It’s customary and very understandable that people often introduce themselves in the gun debate by saying, ‘Let me be clear: I’m a gun owner.’ ...

Well, I want to be part of this debate too. I’m not a gun owner and, as I think as is the case for the more than half the people in the country who also aren’t gun owners, that means that for me guns are alien. And I have my own set of rights not to have gun culture run roughshod over me. ...

That said....

[...] I come from a culture where guns are not so much feared as alien, as I said. I don’t own one. I don’t think many people I know have one. It would scare me to have one in my home for a lot of reasons. Not least of which because I have two wonderful beyond belief little boys and accidents happen and I know that firearms in the home are most likely to kill their owners or their families. People have accidents. They get depressed. They get angry. ...

In the current rhetorical climate people seem not to want to say: I think guns are kind of scary and don’t want to be around them. ...

I don’t want to have those in my home. I don’t particularly want to be around people who are carrying. Cops, I don’t mind. They’re trained, under an organized system and supposed to use them for a specific purpose. But do I want to have people carrying firearms out and about where I live my life — at the store, the restaurant, at my kid’s playground? No, the whole idea is alien and frankly scary. Because remember, guns are extremely efficient tools for killing people and people get weird and do stupid things. ...

* WRITTEN PROBLEM 1: How many children does the writer of the gun debate excerpt say they have?
* WRITTEN PROBLEM 2: Using the gun debate excerpt, explain why the writer would be scared to have a gun at home.
* WRITTEN PROBLEM 3: Print everything in the gun debate excerpt from the words "[...] I come" down to the words "around them. ...".

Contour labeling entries
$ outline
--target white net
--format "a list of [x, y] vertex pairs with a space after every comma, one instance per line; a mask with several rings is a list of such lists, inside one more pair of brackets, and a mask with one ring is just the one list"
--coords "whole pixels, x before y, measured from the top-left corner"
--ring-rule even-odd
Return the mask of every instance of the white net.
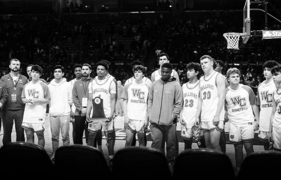
[[239, 49], [238, 42], [240, 33], [228, 33], [224, 34], [224, 37], [227, 41], [227, 49]]

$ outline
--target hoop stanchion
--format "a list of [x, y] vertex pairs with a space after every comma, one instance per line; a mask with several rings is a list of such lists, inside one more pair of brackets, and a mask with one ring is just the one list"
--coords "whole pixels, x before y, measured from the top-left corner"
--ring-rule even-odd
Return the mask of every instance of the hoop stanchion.
[[227, 49], [239, 49], [238, 43], [240, 33], [227, 33], [224, 34], [224, 37], [227, 41]]

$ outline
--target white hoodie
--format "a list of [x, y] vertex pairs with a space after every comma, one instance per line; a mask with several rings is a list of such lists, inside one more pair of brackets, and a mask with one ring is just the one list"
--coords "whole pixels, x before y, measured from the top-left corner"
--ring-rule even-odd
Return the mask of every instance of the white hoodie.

* TASK RESPONSE 1: Two little boys.

* TASK RESPONSE 2: The writer has two little boys, accidents happen, and firearms in the home are most likely to kill their owners or their families. People have accidents, get depressed and get angry.

* TASK RESPONSE 3:
[...] I come from a culture where guns are not so much feared as alien, as I said. I don’t own one. I don’t think many people I know have one. It would scare me to have one in my home for a lot of reasons. Not least of which because I have two wonderful beyond belief little boys and accidents happen and I know that firearms in the home are most likely to kill their owners or their families. People have accidents. They get depressed. They get angry. ...

In the current rhetorical climate people seem not to want to say: I think guns are kind of scary and don’t want to be around them. ...